Echo everything from the start of the data down to the line containing "217 220 L 219", with both ends included. Leave the pictures out.

§ **Records**:

* START *

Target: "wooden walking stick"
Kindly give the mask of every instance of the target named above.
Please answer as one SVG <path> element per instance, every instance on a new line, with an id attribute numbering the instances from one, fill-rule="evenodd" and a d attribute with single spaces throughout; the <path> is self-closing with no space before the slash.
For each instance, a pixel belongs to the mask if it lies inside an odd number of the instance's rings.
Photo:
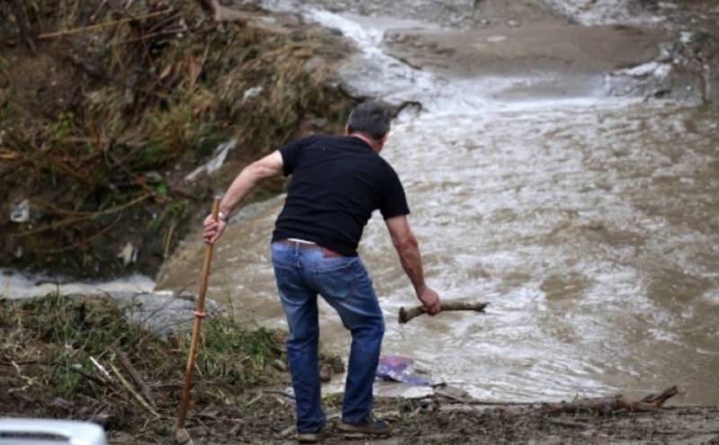
<path id="1" fill-rule="evenodd" d="M 217 220 L 219 215 L 220 198 L 216 197 L 212 204 L 212 218 Z M 197 345 L 200 341 L 200 326 L 205 317 L 205 296 L 208 292 L 209 281 L 209 268 L 212 264 L 213 245 L 205 245 L 205 263 L 202 265 L 202 280 L 200 284 L 200 295 L 195 309 L 195 324 L 192 326 L 192 341 L 190 343 L 190 352 L 187 354 L 187 369 L 185 369 L 185 385 L 182 389 L 182 404 L 180 405 L 180 417 L 177 419 L 177 429 L 174 432 L 174 441 L 177 444 L 192 445 L 192 439 L 185 430 L 185 419 L 190 408 L 190 391 L 192 388 L 192 374 L 195 371 L 195 358 L 197 357 Z"/>
<path id="2" fill-rule="evenodd" d="M 472 310 L 475 312 L 484 312 L 484 307 L 486 307 L 488 303 L 465 303 L 462 301 L 448 301 L 448 302 L 442 302 L 442 310 L 440 312 L 445 312 L 448 310 Z M 410 320 L 414 318 L 415 316 L 420 316 L 422 314 L 426 314 L 427 312 L 422 309 L 422 306 L 418 306 L 416 307 L 410 307 L 399 308 L 399 322 L 402 325 L 405 323 L 409 323 Z"/>

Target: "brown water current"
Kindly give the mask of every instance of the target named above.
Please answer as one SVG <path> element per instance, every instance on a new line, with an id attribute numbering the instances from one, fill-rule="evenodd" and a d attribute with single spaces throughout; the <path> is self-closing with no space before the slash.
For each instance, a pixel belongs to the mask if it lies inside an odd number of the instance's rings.
<path id="1" fill-rule="evenodd" d="M 637 35 L 621 32 L 617 46 Z M 641 35 L 643 45 L 668 39 Z M 644 52 L 637 66 L 659 51 Z M 510 79 L 527 86 L 521 100 L 487 93 L 503 75 L 488 81 L 480 68 L 453 78 L 451 64 L 438 63 L 435 96 L 431 72 L 406 79 L 430 105 L 395 122 L 383 156 L 406 188 L 427 280 L 447 300 L 491 304 L 485 315 L 401 327 L 398 308 L 416 300 L 376 215 L 360 254 L 386 317 L 383 353 L 414 358 L 436 380 L 483 398 L 644 395 L 677 384 L 679 403 L 719 404 L 719 115 L 691 101 L 602 95 L 601 79 L 618 67 L 599 62 Z M 547 76 L 589 86 L 553 98 L 541 86 Z M 269 257 L 282 200 L 242 210 L 217 249 L 210 297 L 248 323 L 284 325 Z M 200 255 L 189 243 L 160 287 L 190 283 Z M 321 314 L 324 346 L 346 352 L 338 317 L 324 302 Z"/>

* END *

§ **Reply to the exercise**:
Target: "wooden walking stick"
Kindly give the mask of every instance of the target named above.
Please answer as one SVG <path> element per instance, every instance on a new line, with an id attribute numbering the instances from one, fill-rule="evenodd" and a d attribute with single spaces throughout; the <path> is self-closing with no space before the slash.
For each instance, a pixel belongs to the mask if it lies inside an odd number of the instance's rings.
Photo:
<path id="1" fill-rule="evenodd" d="M 217 220 L 219 215 L 220 198 L 216 197 L 212 204 L 212 218 Z M 197 345 L 200 341 L 200 326 L 205 317 L 205 296 L 208 292 L 209 281 L 209 268 L 212 264 L 213 245 L 205 245 L 205 263 L 202 265 L 202 280 L 200 284 L 200 295 L 195 309 L 195 324 L 192 326 L 192 341 L 190 343 L 190 352 L 187 354 L 187 369 L 185 369 L 185 385 L 182 389 L 182 404 L 180 405 L 180 417 L 177 419 L 177 429 L 174 432 L 174 441 L 177 444 L 192 445 L 192 439 L 185 430 L 185 419 L 190 408 L 190 391 L 192 388 L 192 374 L 195 371 L 195 358 L 197 357 Z"/>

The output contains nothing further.